## Task to complete
Every entry needs to be printed exactly, please.

## Provided entries

Segment Open

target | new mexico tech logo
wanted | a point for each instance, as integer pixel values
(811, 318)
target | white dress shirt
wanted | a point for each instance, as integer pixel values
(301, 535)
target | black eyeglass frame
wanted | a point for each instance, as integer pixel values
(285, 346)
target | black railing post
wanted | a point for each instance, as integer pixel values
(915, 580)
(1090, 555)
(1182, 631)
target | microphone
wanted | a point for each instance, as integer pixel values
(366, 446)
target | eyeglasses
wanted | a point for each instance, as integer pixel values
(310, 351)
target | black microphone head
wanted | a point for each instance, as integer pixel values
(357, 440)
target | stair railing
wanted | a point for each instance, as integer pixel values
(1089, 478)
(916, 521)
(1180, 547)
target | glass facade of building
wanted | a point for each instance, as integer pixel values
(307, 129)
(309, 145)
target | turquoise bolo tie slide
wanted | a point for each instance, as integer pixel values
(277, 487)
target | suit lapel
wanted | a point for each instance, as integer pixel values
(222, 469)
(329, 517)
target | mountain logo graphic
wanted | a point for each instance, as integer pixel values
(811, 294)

Segment Closed

## Response
target | new mexico tech logo
wanted | a point for each instance, as integer pixel values
(811, 318)
target | white dress shirt
wanted | a point for each instance, as integer pixel values
(301, 535)
target | black eyeglass frame
wanted | a point for each instance, as integer pixel values
(285, 346)
target | black railing post
wanted | a point for each instance, as integer pixel values
(915, 580)
(1090, 555)
(1182, 631)
target | microphone
wanted | a point for each instance, as integer pixel values
(366, 446)
target | eyeglasses
wanted | a point for each instance, as integer pixel values
(310, 351)
target | black microphone head
wanted | a point for each instance, as integer pixel values
(357, 440)
target | stair railing
wanted | a point for each instance, as integer pixel values
(1089, 478)
(916, 521)
(1180, 547)
target | glass facade of building
wanted | a point for each instance, as integer pixel values
(307, 129)
(309, 145)
target | turquoise bolo tie slide
wanted | a point for each instance, as integer pixel values
(277, 487)
target | suit lapel
wanted | a point for each instance, as integer pixel values
(222, 469)
(329, 517)
target | mountain logo graphic
wanted | a point for each instance, as integer pixel values
(811, 294)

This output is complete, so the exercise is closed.